Required work: Send back the entries below exactly as they appear.

Material for the task:
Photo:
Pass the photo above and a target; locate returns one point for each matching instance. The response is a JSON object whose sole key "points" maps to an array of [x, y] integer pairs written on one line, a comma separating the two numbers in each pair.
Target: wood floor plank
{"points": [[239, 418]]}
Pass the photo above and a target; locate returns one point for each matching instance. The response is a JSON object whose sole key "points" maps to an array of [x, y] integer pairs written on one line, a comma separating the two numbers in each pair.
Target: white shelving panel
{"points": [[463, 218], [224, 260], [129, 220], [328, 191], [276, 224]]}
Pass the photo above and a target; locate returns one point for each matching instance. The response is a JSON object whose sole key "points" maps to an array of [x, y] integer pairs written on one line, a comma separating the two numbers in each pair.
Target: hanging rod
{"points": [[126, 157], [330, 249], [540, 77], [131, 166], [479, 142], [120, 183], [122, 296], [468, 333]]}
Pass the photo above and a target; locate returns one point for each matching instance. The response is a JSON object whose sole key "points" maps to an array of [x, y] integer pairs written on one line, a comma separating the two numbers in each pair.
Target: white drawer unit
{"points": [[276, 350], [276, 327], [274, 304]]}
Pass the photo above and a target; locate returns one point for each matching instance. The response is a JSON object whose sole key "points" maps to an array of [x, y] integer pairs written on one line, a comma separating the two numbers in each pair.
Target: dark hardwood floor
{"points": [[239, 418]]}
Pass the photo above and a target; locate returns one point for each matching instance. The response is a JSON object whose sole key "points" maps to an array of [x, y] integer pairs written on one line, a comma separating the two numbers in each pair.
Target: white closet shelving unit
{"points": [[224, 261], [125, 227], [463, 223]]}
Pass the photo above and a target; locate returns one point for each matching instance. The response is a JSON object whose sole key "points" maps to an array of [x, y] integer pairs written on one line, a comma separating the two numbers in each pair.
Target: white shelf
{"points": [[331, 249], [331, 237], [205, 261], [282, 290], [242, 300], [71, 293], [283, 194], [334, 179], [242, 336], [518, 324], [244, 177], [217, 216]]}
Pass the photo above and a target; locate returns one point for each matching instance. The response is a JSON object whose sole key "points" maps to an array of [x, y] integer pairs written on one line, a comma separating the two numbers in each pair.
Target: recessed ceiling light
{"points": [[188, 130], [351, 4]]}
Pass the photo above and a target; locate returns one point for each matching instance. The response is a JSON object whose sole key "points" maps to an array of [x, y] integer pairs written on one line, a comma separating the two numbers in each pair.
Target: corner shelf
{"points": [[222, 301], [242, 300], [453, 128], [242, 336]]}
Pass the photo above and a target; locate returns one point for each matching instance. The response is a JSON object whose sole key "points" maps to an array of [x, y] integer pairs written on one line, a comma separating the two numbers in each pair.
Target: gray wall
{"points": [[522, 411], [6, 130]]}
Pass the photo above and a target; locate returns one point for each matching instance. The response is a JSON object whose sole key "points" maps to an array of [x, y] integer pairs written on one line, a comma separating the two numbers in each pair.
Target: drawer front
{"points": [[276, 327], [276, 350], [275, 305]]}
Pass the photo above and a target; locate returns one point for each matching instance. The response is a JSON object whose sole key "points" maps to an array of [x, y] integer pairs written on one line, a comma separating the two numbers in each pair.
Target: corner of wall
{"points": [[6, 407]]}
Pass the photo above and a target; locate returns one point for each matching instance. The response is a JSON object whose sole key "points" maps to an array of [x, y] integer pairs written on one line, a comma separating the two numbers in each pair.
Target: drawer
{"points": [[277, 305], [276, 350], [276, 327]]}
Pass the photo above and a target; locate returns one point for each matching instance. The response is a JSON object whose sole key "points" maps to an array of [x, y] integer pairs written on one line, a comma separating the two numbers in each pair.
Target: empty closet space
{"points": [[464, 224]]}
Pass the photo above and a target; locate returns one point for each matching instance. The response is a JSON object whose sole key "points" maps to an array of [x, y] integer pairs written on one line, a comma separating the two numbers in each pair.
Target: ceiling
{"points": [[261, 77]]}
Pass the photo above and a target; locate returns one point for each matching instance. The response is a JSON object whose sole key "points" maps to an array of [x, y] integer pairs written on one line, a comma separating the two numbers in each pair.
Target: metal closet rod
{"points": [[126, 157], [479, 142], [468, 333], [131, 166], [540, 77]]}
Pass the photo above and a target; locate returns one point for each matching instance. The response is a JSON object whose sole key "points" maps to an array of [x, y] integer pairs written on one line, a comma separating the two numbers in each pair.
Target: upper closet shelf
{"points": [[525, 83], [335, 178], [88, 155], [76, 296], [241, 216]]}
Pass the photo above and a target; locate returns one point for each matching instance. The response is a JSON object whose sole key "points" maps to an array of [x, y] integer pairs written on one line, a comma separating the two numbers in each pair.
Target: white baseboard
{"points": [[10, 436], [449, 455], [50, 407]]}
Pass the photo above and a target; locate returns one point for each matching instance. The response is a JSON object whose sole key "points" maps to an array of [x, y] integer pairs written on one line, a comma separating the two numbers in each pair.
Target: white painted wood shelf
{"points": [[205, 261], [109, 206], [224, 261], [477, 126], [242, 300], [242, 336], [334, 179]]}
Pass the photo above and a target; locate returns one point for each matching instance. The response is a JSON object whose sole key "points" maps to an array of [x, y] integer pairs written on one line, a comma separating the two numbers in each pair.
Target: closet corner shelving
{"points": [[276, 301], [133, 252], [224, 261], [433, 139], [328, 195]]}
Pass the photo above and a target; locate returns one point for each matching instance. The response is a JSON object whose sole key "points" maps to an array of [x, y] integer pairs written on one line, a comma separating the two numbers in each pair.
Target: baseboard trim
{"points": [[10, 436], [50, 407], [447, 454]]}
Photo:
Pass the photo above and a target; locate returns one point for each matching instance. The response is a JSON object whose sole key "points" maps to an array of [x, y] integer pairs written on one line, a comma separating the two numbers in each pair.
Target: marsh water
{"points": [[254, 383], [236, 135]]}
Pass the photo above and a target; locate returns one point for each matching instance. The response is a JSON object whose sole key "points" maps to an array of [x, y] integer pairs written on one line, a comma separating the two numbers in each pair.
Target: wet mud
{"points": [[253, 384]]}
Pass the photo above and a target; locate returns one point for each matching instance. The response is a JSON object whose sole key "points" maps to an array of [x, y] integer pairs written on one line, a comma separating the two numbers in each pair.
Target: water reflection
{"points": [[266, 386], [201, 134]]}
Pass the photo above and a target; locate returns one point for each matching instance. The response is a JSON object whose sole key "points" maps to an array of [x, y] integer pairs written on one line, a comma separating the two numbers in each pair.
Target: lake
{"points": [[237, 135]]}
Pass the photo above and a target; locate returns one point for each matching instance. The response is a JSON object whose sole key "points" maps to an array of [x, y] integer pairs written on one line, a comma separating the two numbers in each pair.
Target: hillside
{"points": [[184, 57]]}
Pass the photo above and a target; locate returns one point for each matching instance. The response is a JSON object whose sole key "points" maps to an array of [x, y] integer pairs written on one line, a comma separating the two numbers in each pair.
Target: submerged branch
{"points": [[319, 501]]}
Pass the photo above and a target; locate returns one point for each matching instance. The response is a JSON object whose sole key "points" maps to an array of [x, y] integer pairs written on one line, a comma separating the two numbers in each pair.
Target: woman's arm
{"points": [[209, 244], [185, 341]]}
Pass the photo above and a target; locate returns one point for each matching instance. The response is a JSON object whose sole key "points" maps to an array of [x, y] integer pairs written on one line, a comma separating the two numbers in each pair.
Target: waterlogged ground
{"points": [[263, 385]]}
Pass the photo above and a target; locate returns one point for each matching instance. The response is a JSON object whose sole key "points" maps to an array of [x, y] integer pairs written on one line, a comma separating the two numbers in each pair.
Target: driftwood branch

Answer to the problem:
Photo:
Pass the photo above and a target; locate returns one point for each matching instance. The response is a JSON object whose sole key "points" maps to an array of [x, y] integer pairs written on one line, a comma separating the two numbers in each pair.
Target: wood floor plank
{"points": [[239, 418]]}
Pass the photo above and a target; locate returns one point for each matching instance. The response is a JSON object whose sole key "points" maps to an array of [x, y] integer pairs written on one line, a comma separating the two numbers in each pair.
Target: white shelving panel
{"points": [[463, 218], [224, 260], [129, 220], [328, 191], [276, 224]]}
Pass the photo above and a target; locate returns one point for each matching instance. The response is a JSON object whose sole key "points" maps to an array of [x, y] integer pairs written on one line, a comma separating the two numbers in each pair.
Target: hanging rod
{"points": [[126, 157], [330, 249], [540, 77], [131, 166], [479, 142], [120, 183], [122, 296], [468, 333]]}
Pass the photo above and a target; locate returns one point for each matching instance. The response is a JSON object whose sole key "points" maps to an array of [x, y] integer pairs written on one line, a comma separating the two numbers in each pair.
Target: white drawer unit
{"points": [[276, 350], [276, 327], [274, 304]]}
Pass the photo above and a target; locate returns one point for each matching instance. The response is a JSON object whose sole key "points" maps to an array of [x, y] integer pairs written on one line, a comma separating the two numbers in each pair.
Target: dark hardwood floor
{"points": [[239, 418]]}
Pass the photo above and a target; locate returns one point for each matching instance. The response is a JSON object whose sole key "points" maps to an array of [x, y] integer pairs written on one line, a comma separating the two numbers in each pair.
Target: white closet shelving unit
{"points": [[224, 261], [125, 227], [463, 223]]}
Pass the photo above and a target; locate returns one point for each matching instance. The response is a JSON object whose sole key "points" maps to an array of [x, y] integer pairs written on one line, a comma separating the two numbers in each pair.
Target: white shelf
{"points": [[331, 249], [331, 237], [205, 261], [282, 290], [242, 300], [71, 293], [283, 194], [334, 179], [242, 336], [518, 324], [244, 177], [217, 216]]}
Pass the photo above and a target; locate returns one point for each matching instance. The response is a JSON object whose sole key "points" maps to an array of [x, y] integer pairs written on one line, a comma separating the two numbers in each pair.
Target: recessed ceiling light
{"points": [[188, 130], [351, 4]]}
Pass the photo above and a target; locate returns one point for each matching instance. The response is a JSON object whose sole key "points" maps to an array of [x, y] integer pairs written on one line, a comma separating the two numbers in each pair.
Target: corner shelf
{"points": [[222, 301], [242, 300], [453, 128], [242, 336]]}
Pass the photo above and a target; locate returns one point for each matching instance. The response is a JSON object whose sole key "points" maps to an array of [x, y] integer pairs written on one line, a comma separating the two numbers in each pair.
Target: gray wall
{"points": [[522, 411], [6, 130]]}
Pass the photo above and a target; locate returns one point for each matching instance. The response is a JSON object whose sole key "points" maps to an array of [x, y] integer pairs written on one line, a comma separating the two numbers in each pair.
Target: drawer front
{"points": [[276, 327], [276, 350], [275, 305]]}
Pass the photo above and a target; locate returns one point for each matching instance. The response is a JSON object whose sole key "points" maps to an array of [x, y] integer pairs written on one line, a comma separating the two numbers in each pair.
Target: corner of wall
{"points": [[6, 407]]}
Pass the photo above and a target; locate returns one point for each matching instance. The response is a JSON object whose sole key "points" maps to an array of [x, y] integer pairs written on one line, a comma separating the two numbers in each pair.
Target: drawer
{"points": [[277, 305], [276, 350], [276, 327]]}
Pass the photo above and a target; locate returns one point for each matching instance. The response is a JSON object whose sole key "points" maps to an array of [x, y] integer pairs written on one line, a comma separating the two numbers in each pair.
Target: empty closet space
{"points": [[464, 224]]}
Pass the photo above and a target; locate returns one point for each matching instance. The response is a JSON object whose sole key "points" maps to an array of [x, y] integer pairs written on one line, a comma separating the two numbers in each pair.
Target: ceiling
{"points": [[261, 77]]}
Pass the photo above and a target; locate returns one point for each matching instance. The response is a JSON object whose sole key "points" maps to an array of [x, y] integer pairs written on one line, a comma separating the two numbers in each pair.
Target: metal closet rod
{"points": [[126, 157], [479, 142], [468, 333], [131, 166], [540, 77]]}
Pass the photo above and a target; locate returns one point for each matching instance. The response is a JSON object whose sole key "points" maps to an array of [x, y] integer pairs written on one line, a comma separating the two numbers in each pair.
Target: upper closet shelf
{"points": [[525, 83], [335, 178], [88, 155], [76, 296], [241, 216]]}
Pass the photo above and a target; locate returns one point for each matching instance. The response is a JSON object whose sole key "points" maps to an array of [x, y] integer pairs written on one line, a comma separating the two numbers in each pair.
Target: white baseboard
{"points": [[10, 436], [449, 455], [50, 407]]}
Pass the photo above and a target; locate returns one point for each matching instance. The response is a JSON object whose sole key "points" maps to an array of [x, y] integer pairs written on one line, a comma separating the two numbers in each pair.
Target: white painted wood shelf
{"points": [[205, 261], [109, 206], [224, 261], [477, 126], [242, 300], [242, 336], [334, 179]]}
Pass the photo above and a target; locate returns one point for each matching instance. The response is a JSON object whose sole key "points" maps to an array of [x, y] integer pairs written on one line, a comma separating the two numbers in each pair.
Target: closet corner shelving
{"points": [[276, 301], [133, 252], [224, 261], [433, 139], [328, 195]]}
Pass the photo above and a target; locate returns one point for each matching instance. The response is a JSON object whose sole key "points" maps to an array of [x, y] integer pairs written on one line, a comma separating the two numbers in each pair.
Target: baseboard trim
{"points": [[10, 436], [50, 407], [447, 454]]}
Photo:
Pass the photo above and a target; locate returns one point for each matching instance. The response is a JSON object whose sole key "points" maps to an array of [x, y] integer pairs written on one line, a comma separating the two numbers in each pair.
Target: marsh water
{"points": [[254, 383], [236, 135]]}
Pass the photo above and a target; locate returns one point for each matching instance. The response is a JSON object whose sole key "points" maps to an array of [x, y] integer pairs written on one line, a comma separating the two numbers in each pair.
Target: wet mud
{"points": [[253, 384]]}
Pass the photo above and a target; locate returns one point for each matching instance. The response is a JSON object whose sole key "points" maps to an array of [x, y] integer pairs written on one line, a comma separating the two numbers in each pair.
Target: water reflection
{"points": [[266, 386], [201, 134]]}
Pass the photo above and a target; locate returns one point for each matching instance. The response is a JSON object whose sole key "points" maps to an array of [x, y] integer pairs written on one line, a comma separating the two numbers in each pair.
Target: lake
{"points": [[237, 135]]}
Pass the photo above and a target; locate returns one point for each matching instance. The response is a JSON object whose sole key "points" maps to an array of [x, y] integer pairs written on one line, a comma separating the two numbers in each pair.
Target: hillside
{"points": [[184, 57]]}
Pass the photo above and a target; locate returns one point for each matching instance. The response is a JSON object whose sole key "points" maps to an array of [x, y] integer pairs written on one line, a comma separating the two numbers in each pair.
Target: submerged branch
{"points": [[319, 501]]}
Pass the photo above and a target; locate returns one point for each matching instance. The response is a JSON object whose sole key "points" maps to an array of [x, y] integer pairs written on one line, a comma separating the two numbers in each pair.
Target: woman's arm
{"points": [[209, 244], [185, 341]]}
Pass the photo above and a target; locate returns one point for each matching instance. The response is a JSON object whose sole key "points" maps to an array of [x, y] integer pairs written on one line, a comma separating the two numbers in each pair.
Target: waterlogged ground
{"points": [[263, 385]]}
Pass the photo above and a target; locate returns one point for each matching instance. The response is a JSON object whose sole key "points" maps to an array of [x, y] integer pairs written on one line, a comma separating the two numbers in each pair.
Target: driftwood branch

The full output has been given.